§ **SELECTED PASSAGE**

+===+

NAKED AND UNAFRAID TO THERMOREGULATE
For University of Ottawa researcher Matthew Pamenter, naked mole rats were the perfect candidate to explore how animals have evolved to live in very low levels of oxygen (hypoxic environments). His research, titled “Naked mole-rat brown fat thermogenesis is diminished during hypoxia through a rapid decrease in UCP1,” was published in Nature Communications.
This week, Pamenter interviewed with the Fulcrum to explain this mechanism that enables mole rats to decrease their body temperature in hypoxia.
How do naked mole rats create hypoxic environments?
According to the researcher, mole rats are a eusocial species, meaning that they live together in a colony, and at one time there could be hundreds of them living together. Mole rats tend to burrow underground and create a vast network of tunnels.
When a lot of animals live in a small and confined space, “they’re first breathing and thus use up the oxygen. It’s thought that they create a hypoxic environment for themselves within their nest chamber. As they leave their nests through the tunnel systems they enter a normoxic environment where there is more oxygen,” said Pamenter.
As a result, mole rats live in and out of hypoxic environments and experience intermittent hypoxic stress.
How do most hypoxia-tolerant animals survive?
Pamenter explained that “we [humans] use oxygen at the mitochondrial level to generate aerobic energy, so to make ATP (energy) that our cells need. When we don’t have enough oxygen our cells can’t produce energy.”

+===+

Render this sentence from the article on naked mole rats in Spanish: "As a result, mole rats live in and out of hypoxic environments and experience intermittent hypoxic stress."

§ **DATASET ENTRIES**

+===+

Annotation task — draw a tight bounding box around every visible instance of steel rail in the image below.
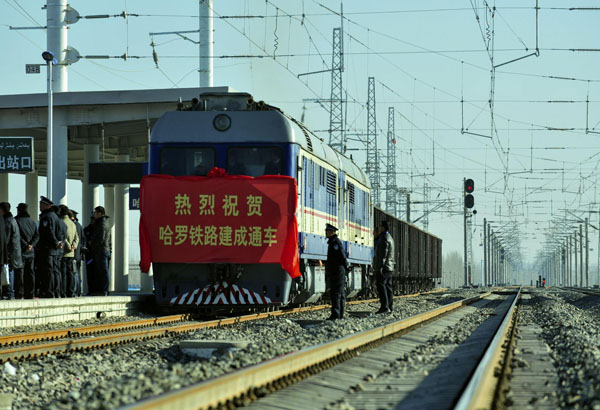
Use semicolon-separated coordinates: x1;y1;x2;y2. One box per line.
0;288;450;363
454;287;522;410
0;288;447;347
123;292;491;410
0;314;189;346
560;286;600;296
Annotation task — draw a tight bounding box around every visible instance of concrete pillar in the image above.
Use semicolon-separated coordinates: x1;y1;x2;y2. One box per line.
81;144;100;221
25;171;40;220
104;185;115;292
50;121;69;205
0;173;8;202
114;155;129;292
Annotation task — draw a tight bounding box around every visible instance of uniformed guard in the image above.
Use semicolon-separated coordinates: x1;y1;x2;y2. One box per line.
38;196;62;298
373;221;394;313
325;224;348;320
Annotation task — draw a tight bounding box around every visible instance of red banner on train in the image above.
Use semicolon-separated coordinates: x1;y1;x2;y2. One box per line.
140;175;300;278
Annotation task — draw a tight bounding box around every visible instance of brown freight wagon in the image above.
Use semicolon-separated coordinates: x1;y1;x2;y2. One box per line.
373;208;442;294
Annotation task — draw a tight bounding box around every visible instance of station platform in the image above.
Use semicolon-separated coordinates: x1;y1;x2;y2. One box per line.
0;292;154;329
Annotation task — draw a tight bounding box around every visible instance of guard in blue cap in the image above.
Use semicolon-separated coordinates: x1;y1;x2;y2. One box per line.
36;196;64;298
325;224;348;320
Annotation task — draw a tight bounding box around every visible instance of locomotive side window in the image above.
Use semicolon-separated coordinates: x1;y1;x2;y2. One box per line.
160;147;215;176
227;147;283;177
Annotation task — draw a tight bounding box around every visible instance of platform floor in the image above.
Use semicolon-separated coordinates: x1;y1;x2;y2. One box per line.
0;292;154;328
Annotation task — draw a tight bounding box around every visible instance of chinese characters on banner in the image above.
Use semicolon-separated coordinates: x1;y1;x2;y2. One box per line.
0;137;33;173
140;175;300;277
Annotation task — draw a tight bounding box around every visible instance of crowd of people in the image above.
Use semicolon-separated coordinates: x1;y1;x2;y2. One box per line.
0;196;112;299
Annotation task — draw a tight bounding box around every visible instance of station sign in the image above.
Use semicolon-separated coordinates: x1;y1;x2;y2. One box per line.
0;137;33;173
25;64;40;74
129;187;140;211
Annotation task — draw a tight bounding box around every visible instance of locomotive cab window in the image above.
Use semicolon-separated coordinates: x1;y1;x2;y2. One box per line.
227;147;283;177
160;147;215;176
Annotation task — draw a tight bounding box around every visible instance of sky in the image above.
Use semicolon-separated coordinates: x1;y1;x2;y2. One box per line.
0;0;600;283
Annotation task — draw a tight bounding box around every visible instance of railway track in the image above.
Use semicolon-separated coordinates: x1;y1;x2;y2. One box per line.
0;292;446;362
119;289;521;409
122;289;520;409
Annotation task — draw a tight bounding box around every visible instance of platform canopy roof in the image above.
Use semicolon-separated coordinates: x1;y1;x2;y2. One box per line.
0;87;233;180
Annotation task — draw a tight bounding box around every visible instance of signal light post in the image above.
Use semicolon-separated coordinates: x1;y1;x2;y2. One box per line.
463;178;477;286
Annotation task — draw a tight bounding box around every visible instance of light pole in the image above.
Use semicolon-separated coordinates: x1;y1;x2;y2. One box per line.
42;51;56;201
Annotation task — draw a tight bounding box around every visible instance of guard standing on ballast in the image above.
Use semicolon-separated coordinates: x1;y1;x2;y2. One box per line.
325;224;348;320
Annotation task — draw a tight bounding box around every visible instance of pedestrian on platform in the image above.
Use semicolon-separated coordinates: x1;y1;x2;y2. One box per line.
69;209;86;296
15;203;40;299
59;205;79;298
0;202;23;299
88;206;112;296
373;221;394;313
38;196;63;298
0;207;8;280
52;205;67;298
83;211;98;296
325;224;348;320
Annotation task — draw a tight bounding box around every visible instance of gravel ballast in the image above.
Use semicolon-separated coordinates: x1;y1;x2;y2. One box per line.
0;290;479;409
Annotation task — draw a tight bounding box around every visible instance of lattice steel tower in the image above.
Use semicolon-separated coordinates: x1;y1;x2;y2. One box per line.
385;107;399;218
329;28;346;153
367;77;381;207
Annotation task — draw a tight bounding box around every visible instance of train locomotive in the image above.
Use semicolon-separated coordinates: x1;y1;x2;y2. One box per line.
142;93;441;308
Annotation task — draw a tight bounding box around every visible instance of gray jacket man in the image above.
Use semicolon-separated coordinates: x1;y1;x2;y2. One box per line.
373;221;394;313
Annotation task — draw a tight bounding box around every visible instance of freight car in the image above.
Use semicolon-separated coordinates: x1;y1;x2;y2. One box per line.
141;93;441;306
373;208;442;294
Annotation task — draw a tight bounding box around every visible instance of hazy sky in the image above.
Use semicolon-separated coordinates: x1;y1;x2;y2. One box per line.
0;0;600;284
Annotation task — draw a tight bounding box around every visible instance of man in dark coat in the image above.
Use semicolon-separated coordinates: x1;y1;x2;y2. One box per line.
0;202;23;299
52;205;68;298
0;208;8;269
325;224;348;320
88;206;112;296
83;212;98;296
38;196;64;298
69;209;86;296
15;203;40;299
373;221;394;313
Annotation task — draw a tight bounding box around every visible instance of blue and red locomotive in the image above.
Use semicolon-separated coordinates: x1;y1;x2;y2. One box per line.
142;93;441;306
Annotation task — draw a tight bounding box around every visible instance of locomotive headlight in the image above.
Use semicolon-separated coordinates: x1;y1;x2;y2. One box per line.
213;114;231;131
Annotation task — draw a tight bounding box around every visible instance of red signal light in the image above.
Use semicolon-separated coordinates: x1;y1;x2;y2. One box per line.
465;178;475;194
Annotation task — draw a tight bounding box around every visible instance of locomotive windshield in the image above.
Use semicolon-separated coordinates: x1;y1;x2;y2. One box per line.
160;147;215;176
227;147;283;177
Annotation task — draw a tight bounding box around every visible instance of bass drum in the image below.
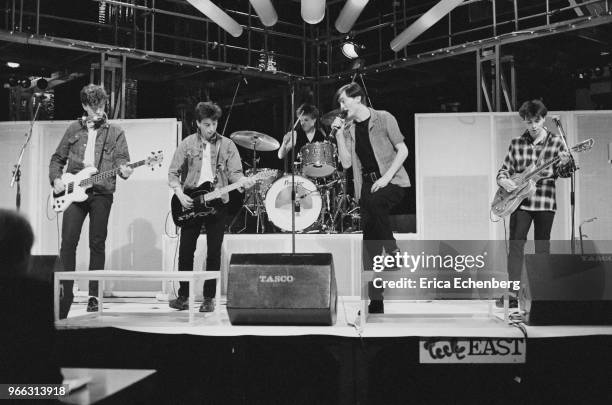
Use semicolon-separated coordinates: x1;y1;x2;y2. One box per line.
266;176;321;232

+===+

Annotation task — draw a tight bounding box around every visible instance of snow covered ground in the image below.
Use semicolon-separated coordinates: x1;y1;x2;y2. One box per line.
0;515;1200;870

+===+

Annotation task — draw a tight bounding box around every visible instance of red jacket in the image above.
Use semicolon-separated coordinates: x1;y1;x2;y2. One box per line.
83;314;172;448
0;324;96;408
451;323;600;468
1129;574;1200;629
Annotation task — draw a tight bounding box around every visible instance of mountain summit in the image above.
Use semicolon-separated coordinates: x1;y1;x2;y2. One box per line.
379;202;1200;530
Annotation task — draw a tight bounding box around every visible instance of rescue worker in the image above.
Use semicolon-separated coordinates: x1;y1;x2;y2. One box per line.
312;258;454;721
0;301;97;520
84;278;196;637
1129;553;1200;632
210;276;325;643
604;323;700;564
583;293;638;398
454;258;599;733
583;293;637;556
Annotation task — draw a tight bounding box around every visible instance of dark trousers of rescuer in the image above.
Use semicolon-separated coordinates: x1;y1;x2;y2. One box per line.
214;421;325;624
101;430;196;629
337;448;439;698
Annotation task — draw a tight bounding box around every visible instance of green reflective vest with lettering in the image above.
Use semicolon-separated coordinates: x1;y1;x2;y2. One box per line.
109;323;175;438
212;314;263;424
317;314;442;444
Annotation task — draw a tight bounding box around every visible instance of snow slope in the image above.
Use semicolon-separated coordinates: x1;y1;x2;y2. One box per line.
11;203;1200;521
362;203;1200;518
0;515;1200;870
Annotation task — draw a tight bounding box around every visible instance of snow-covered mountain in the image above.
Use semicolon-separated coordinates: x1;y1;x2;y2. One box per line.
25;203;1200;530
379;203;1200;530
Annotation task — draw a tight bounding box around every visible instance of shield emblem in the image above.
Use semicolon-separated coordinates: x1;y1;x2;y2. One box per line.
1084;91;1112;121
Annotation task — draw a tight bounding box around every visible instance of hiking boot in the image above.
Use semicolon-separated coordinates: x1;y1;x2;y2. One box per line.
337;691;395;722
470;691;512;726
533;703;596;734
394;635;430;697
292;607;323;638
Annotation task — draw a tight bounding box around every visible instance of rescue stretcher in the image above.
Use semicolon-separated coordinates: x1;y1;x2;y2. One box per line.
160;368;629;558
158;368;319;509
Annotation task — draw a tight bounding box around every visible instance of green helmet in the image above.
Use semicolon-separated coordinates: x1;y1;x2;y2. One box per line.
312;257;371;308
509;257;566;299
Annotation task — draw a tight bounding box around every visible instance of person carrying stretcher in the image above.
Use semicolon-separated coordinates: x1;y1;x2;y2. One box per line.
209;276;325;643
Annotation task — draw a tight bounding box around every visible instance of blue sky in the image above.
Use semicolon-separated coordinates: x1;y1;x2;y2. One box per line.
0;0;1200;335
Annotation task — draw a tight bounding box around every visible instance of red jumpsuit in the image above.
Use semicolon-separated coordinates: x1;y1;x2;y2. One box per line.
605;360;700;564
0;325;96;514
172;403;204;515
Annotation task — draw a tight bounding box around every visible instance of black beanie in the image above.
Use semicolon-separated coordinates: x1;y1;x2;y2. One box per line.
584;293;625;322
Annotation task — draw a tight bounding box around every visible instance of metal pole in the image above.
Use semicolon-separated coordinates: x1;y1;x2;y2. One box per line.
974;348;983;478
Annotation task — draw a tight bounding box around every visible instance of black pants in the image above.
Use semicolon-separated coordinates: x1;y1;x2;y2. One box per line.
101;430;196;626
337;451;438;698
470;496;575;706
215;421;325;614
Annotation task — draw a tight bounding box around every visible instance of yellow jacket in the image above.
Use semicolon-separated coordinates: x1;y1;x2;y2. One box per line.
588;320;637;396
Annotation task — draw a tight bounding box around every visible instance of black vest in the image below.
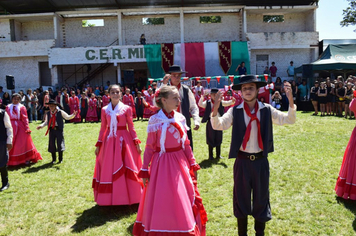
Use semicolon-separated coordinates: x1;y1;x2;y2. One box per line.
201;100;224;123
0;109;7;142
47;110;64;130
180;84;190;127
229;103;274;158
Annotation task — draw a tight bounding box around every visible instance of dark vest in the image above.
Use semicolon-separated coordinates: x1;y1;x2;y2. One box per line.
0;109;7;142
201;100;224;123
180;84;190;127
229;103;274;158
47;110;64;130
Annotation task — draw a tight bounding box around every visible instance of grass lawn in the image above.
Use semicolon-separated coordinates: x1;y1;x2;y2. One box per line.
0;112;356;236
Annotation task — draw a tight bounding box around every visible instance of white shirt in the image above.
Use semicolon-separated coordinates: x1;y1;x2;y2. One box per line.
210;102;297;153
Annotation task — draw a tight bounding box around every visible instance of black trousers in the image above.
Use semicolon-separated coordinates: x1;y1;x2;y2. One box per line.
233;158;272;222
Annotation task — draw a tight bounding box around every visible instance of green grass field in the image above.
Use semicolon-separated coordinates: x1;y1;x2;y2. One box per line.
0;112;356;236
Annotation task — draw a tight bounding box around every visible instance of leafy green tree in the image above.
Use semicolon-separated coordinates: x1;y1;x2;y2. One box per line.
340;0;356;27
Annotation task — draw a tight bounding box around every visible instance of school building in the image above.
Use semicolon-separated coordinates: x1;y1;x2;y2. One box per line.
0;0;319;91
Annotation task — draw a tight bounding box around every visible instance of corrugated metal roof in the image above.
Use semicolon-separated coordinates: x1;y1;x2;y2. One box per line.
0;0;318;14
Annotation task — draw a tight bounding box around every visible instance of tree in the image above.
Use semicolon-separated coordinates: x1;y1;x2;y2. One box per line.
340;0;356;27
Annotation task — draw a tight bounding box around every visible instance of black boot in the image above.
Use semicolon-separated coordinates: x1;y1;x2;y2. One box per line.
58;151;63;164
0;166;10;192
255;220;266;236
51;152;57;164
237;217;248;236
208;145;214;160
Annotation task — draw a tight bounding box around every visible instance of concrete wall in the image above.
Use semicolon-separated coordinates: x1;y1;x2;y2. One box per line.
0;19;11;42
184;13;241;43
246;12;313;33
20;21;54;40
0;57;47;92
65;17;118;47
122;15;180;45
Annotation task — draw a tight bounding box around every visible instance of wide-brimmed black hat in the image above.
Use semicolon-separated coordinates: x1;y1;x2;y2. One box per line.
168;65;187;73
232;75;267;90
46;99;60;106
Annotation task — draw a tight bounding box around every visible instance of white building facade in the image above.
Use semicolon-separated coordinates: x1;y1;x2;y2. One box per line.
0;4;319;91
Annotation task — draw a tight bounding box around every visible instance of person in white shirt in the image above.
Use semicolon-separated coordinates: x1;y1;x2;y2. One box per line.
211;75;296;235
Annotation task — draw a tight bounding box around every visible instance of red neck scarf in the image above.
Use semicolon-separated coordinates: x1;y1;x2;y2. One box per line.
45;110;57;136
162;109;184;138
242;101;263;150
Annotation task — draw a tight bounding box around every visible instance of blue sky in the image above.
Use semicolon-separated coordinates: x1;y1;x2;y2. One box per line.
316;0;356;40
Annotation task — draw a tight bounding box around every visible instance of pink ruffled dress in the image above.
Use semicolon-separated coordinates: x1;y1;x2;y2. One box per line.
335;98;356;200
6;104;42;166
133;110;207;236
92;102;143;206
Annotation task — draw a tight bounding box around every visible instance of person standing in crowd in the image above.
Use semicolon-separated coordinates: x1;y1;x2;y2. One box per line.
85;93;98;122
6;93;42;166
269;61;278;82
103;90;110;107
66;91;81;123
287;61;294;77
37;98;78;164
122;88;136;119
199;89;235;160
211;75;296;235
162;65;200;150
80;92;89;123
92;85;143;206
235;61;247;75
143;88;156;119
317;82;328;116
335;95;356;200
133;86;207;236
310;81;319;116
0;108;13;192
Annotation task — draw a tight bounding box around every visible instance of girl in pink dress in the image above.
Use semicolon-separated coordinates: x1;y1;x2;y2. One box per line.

+===+

§ **ANSWER BOX**
Como resultado, las ratas topo viven dentro y fuera de ambientes hipóxicos y experimentan estrés hipóxico intermitente.